**Supplied information**
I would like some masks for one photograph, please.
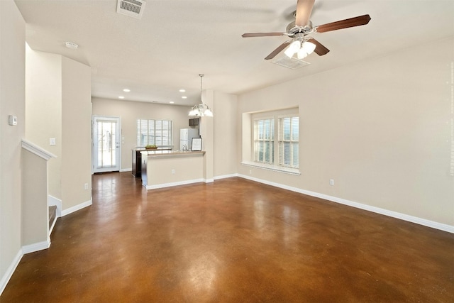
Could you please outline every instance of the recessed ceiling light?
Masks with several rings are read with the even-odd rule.
[[[77,50],[77,48],[79,48],[79,45],[77,45],[74,42],[67,42],[66,43],[65,43],[65,45],[67,48],[71,48],[72,50]]]

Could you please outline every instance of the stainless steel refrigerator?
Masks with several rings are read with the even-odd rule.
[[[200,138],[198,128],[182,128],[179,130],[180,150],[191,150],[192,138]]]

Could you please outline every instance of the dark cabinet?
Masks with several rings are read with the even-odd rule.
[[[142,154],[145,148],[134,148],[133,150],[133,175],[136,178],[142,175]]]

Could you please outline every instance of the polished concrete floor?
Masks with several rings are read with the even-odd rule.
[[[93,187],[1,303],[454,302],[451,233],[237,177]]]

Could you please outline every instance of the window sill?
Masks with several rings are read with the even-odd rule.
[[[250,166],[253,167],[262,168],[263,170],[272,170],[273,172],[283,172],[284,174],[293,175],[299,176],[301,175],[299,169],[284,167],[282,166],[272,165],[270,164],[258,163],[257,162],[243,161],[241,162],[243,165]]]

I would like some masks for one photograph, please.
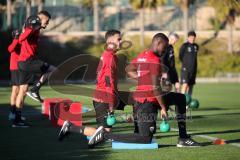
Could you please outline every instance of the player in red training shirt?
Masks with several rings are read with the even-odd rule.
[[[9,120],[15,119],[16,114],[16,98],[19,92],[19,72],[18,72],[18,57],[21,50],[21,45],[18,42],[20,32],[14,30],[12,32],[13,41],[8,46],[8,52],[10,55],[10,71],[11,71],[11,84],[12,84],[12,93],[10,98],[10,113],[8,115]],[[25,117],[21,117],[22,120],[25,120]]]

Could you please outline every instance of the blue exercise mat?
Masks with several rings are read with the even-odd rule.
[[[112,142],[112,149],[158,149],[158,143],[155,139],[150,144]]]

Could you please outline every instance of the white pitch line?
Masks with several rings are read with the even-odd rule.
[[[171,128],[171,131],[178,131],[178,129],[176,128]],[[193,132],[188,132],[189,134],[194,134]],[[208,139],[208,140],[211,140],[211,141],[215,141],[216,139],[219,139],[219,138],[216,138],[216,137],[211,137],[211,136],[207,136],[207,135],[194,135],[196,137],[201,137],[201,138],[205,138],[205,139]],[[224,139],[223,139],[224,140]],[[228,141],[228,140],[224,140],[224,141]],[[240,143],[227,143],[231,146],[235,146],[235,147],[240,147]]]

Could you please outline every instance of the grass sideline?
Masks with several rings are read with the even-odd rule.
[[[64,95],[53,91],[50,87],[42,89],[44,97],[70,97],[80,100],[84,105],[92,107],[91,98]],[[59,128],[40,114],[40,104],[27,98],[25,113],[33,127],[28,129],[11,128],[7,120],[9,111],[10,87],[0,88],[0,159],[32,160],[32,159],[164,159],[164,160],[235,160],[239,159],[239,147],[212,145],[208,139],[197,135],[208,135],[223,138],[229,143],[240,143],[240,84],[198,84],[194,90],[194,98],[200,101],[200,109],[192,112],[188,121],[188,131],[194,139],[201,142],[201,148],[177,148],[177,132],[159,133],[155,135],[160,145],[158,150],[112,150],[109,143],[95,149],[87,149],[84,137],[73,134],[63,142],[57,141]],[[128,107],[126,112],[131,112]],[[158,124],[160,121],[158,122]],[[175,121],[171,127],[177,128]],[[88,123],[95,126],[95,123]],[[132,132],[132,124],[118,123],[114,132]]]

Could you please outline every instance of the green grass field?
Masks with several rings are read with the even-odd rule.
[[[44,97],[70,97],[92,107],[90,98],[64,95],[50,87],[42,89]],[[24,113],[31,128],[12,128],[8,121],[10,87],[0,88],[0,159],[36,160],[36,159],[164,159],[164,160],[237,160],[240,157],[240,84],[198,84],[193,97],[200,101],[200,108],[192,111],[188,131],[193,138],[202,143],[200,148],[177,148],[178,132],[155,135],[160,147],[157,150],[112,150],[110,143],[99,145],[95,149],[87,148],[85,137],[72,134],[63,142],[57,141],[59,128],[40,115],[41,105],[26,99]],[[128,107],[126,112],[130,112]],[[119,112],[120,113],[120,112]],[[170,113],[171,115],[172,113]],[[188,113],[189,115],[190,113]],[[158,122],[159,123],[159,122]],[[177,128],[174,120],[171,127]],[[95,126],[95,122],[87,125]],[[118,123],[114,132],[133,131],[131,123]],[[213,145],[212,140],[200,135],[227,140],[225,145]],[[234,146],[235,144],[235,146]],[[238,146],[237,146],[237,145]]]

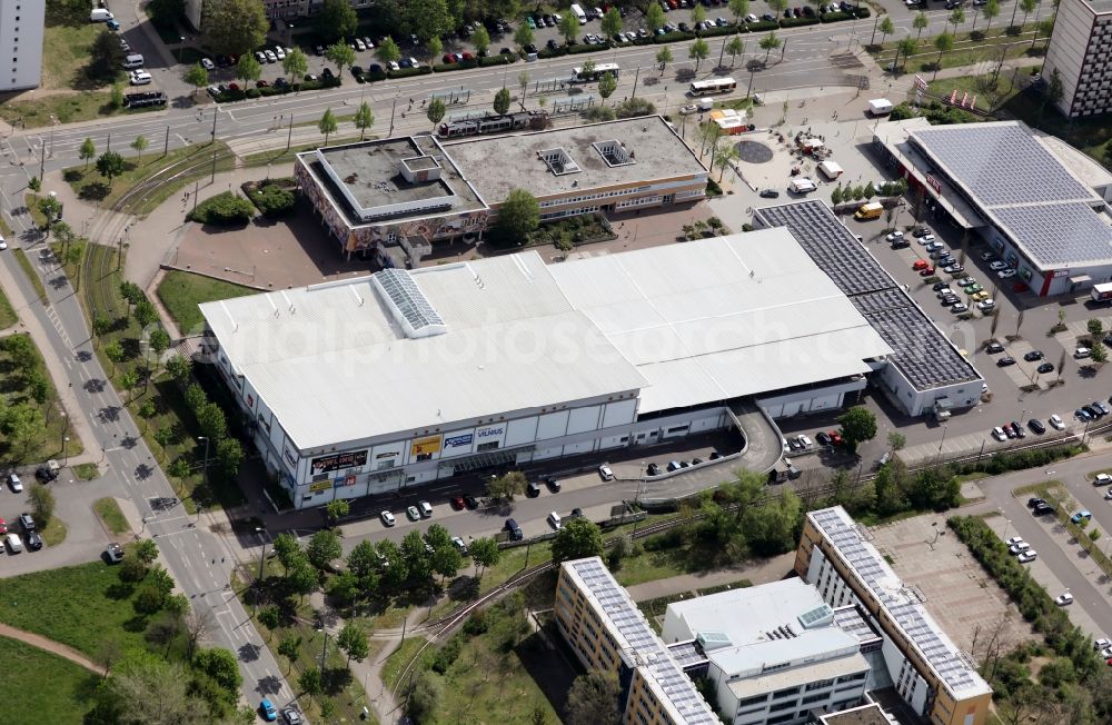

**Objective**
Please render the lines above as a numbered list, omitting the blank lines and the pictures.

**Solution to this exercise**
1. I would like some masks for one photograph, please.
2. Could you please outline every instance of the recessed ceiling light?
3. Masks with several rings are read with the even-odd rule.
4. [[[77,50],[77,48],[79,48],[79,45],[77,45],[74,42],[67,42],[66,43],[65,43],[65,45],[67,48],[71,48],[72,50]]]
5. Could you please outline every instance of the stainless steel refrigerator?
6. Masks with several rings are read with the even-odd rule.
7. [[[200,138],[198,128],[182,128],[179,130],[180,150],[191,150],[192,138]]]
8. Could you please outline every instance of the dark cabinet?
9. Masks with several rings are read with the even-odd rule.
10. [[[142,154],[145,148],[134,148],[133,150],[133,175],[136,178],[142,175]]]
11. Could you please outline every instance of the polished concrete floor?
12. Masks with several rings are read with the even-odd rule.
13. [[[93,187],[1,303],[454,302],[451,233],[237,177]]]
14. Could you please outline every instance of the window sill?
15. Masks with several rings are read with the even-odd rule.
16. [[[250,166],[253,167],[262,168],[263,170],[272,170],[273,172],[283,172],[284,174],[293,175],[299,176],[301,175],[299,169],[284,167],[282,166],[272,165],[270,164],[258,163],[257,162],[243,161],[241,162],[243,165]]]
17. I would like some masks for one photograph, please.
18. Could you please outline every instance of the player in red training shirt?
19. Masks with several rings are read with the even-odd rule.
20. [[[9,120],[15,119],[16,114],[16,98],[19,92],[19,72],[18,72],[18,57],[21,50],[21,45],[18,42],[20,32],[14,30],[12,32],[13,41],[8,46],[8,52],[10,55],[10,71],[11,71],[11,84],[12,84],[12,93],[10,98],[10,113],[8,115]],[[25,117],[21,117],[22,120],[25,120]]]
21. Could you please outline every instance of the blue exercise mat?
22. Masks with several rings are read with the even-odd rule.
23. [[[112,142],[112,149],[158,149],[158,143],[155,139],[150,144]]]
24. Could you please outline every instance of the white pitch line?
25. Masks with several rings are read with the even-odd rule.
26. [[[171,128],[171,131],[178,131],[178,129],[176,128]],[[193,132],[188,132],[189,134],[194,134]],[[208,139],[208,140],[211,140],[211,141],[215,141],[216,139],[219,139],[219,138],[216,138],[216,137],[211,137],[211,136],[207,136],[207,135],[194,135],[196,137],[201,137],[201,138],[205,138],[205,139]],[[224,139],[223,139],[224,140]],[[228,141],[228,140],[224,140],[224,141]],[[240,143],[227,143],[231,146],[235,146],[235,147],[240,147]]]
27. Could you please outline every instance of the grass sideline?
28. Masks with several rings are read with the even-odd rule.
29. [[[64,95],[53,91],[50,87],[42,89],[44,97],[70,97],[80,100],[84,105],[92,107],[91,98]],[[59,128],[40,114],[40,104],[27,98],[25,113],[33,127],[28,129],[11,128],[7,120],[9,111],[10,87],[0,88],[0,159],[32,160],[32,159],[164,159],[164,160],[235,160],[239,159],[239,147],[212,145],[208,139],[197,135],[208,135],[223,138],[229,143],[240,143],[240,84],[198,84],[194,90],[194,98],[200,101],[200,109],[192,112],[188,121],[188,131],[194,139],[201,142],[201,148],[177,148],[177,132],[159,133],[155,135],[160,145],[158,150],[112,150],[109,143],[95,149],[87,149],[84,137],[73,134],[63,142],[57,141]],[[128,107],[126,112],[131,112]],[[158,124],[160,121],[158,122]],[[175,121],[171,127],[177,128]],[[88,123],[95,126],[95,123]],[[132,132],[132,124],[118,123],[114,132]]]
30. Could you please outline every instance of the green grass field?
31. Masks with several rings are read with the even-odd rule.
32. [[[44,97],[70,97],[92,107],[90,98],[64,95],[50,87],[42,89]],[[24,113],[31,128],[12,128],[8,121],[10,87],[0,88],[0,159],[36,160],[36,159],[164,159],[164,160],[237,160],[240,157],[240,84],[198,84],[193,97],[200,101],[200,108],[192,111],[188,131],[193,138],[202,143],[200,148],[177,148],[178,132],[155,135],[160,147],[157,150],[112,150],[110,143],[99,145],[95,149],[87,148],[85,137],[72,134],[63,142],[57,141],[59,128],[40,115],[41,105],[26,99]],[[128,107],[126,112],[130,112]],[[119,112],[120,113],[120,112]],[[170,113],[171,115],[172,113]],[[188,113],[189,115],[190,113]],[[158,122],[159,123],[159,122]],[[177,128],[174,120],[171,127]],[[95,126],[95,122],[87,125]],[[118,123],[114,132],[133,131],[131,123]],[[213,145],[212,140],[200,135],[227,140],[225,145]],[[234,146],[235,144],[235,146]],[[238,146],[237,146],[237,145]]]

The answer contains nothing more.